YOUR TASK - Go through the data below. Pull out every line that has the word "flag".

-- -- --

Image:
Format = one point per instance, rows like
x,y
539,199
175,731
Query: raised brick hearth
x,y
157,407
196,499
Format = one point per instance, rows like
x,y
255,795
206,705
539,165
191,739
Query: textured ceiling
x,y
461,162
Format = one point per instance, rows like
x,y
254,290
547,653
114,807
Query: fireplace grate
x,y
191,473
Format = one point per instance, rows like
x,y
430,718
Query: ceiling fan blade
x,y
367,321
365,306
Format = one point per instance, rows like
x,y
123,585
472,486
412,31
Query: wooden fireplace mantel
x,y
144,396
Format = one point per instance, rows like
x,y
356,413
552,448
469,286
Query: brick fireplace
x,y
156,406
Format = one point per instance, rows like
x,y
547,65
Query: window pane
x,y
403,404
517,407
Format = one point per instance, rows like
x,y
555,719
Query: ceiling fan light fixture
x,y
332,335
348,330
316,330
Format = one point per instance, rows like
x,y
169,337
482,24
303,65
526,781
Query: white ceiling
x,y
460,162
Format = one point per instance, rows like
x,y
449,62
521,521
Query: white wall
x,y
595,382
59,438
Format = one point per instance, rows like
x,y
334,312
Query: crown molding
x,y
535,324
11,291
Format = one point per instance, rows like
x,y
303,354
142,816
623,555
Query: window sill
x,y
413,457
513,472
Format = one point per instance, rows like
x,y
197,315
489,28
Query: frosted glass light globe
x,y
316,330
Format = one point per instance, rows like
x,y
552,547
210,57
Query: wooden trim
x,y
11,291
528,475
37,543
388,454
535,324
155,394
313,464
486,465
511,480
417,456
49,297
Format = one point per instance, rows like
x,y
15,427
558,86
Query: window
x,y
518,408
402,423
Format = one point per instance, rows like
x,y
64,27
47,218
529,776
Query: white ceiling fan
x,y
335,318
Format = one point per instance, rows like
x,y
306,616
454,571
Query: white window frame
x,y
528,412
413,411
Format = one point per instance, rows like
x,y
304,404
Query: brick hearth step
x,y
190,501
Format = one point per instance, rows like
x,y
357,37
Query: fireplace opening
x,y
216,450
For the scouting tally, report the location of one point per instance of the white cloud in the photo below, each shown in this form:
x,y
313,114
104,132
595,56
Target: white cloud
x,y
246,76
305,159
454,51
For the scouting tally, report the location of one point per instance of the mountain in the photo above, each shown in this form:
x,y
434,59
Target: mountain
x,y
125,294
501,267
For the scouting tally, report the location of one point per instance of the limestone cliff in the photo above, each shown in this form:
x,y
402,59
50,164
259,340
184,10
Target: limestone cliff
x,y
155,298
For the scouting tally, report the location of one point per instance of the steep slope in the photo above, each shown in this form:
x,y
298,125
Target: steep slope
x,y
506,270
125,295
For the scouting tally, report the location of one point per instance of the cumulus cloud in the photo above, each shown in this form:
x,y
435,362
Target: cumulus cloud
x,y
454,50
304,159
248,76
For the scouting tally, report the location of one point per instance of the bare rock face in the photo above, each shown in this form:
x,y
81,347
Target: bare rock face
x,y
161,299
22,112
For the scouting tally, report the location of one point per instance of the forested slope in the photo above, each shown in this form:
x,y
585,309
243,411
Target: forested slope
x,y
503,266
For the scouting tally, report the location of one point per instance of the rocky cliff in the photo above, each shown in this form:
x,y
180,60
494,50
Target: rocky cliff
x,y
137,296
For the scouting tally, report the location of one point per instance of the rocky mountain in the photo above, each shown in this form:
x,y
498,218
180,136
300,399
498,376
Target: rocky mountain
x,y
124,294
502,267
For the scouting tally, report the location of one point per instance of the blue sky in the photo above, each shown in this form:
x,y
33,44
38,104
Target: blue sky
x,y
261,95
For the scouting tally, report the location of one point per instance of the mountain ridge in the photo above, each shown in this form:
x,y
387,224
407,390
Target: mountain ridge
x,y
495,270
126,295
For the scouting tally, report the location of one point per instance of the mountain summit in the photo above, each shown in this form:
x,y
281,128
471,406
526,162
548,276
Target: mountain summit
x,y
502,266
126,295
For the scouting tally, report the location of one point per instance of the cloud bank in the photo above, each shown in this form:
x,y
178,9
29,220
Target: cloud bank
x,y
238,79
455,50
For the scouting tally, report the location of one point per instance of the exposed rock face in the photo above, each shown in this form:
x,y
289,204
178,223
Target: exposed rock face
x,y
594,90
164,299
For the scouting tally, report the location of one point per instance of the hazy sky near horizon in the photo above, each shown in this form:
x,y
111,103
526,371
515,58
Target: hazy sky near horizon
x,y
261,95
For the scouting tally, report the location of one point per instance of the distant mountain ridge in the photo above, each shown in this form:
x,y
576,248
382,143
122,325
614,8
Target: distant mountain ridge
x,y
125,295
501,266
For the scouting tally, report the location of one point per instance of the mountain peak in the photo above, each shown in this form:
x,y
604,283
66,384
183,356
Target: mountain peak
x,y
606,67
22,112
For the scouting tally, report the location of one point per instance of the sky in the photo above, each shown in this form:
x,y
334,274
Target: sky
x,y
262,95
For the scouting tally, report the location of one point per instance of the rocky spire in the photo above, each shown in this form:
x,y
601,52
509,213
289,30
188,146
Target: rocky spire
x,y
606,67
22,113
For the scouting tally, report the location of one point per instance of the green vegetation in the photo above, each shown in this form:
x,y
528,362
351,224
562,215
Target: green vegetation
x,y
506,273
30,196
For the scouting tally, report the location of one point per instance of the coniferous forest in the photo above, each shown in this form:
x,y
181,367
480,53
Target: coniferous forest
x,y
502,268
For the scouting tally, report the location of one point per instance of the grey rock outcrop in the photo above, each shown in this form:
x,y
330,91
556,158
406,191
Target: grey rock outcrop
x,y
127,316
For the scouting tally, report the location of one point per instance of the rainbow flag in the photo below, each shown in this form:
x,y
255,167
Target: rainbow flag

-- -- --

COMPLETED TASK -
For the scouting tally, report the location of one point per instance of the rainbow flag in the photo below, each shown in this form:
Target: rainbow flag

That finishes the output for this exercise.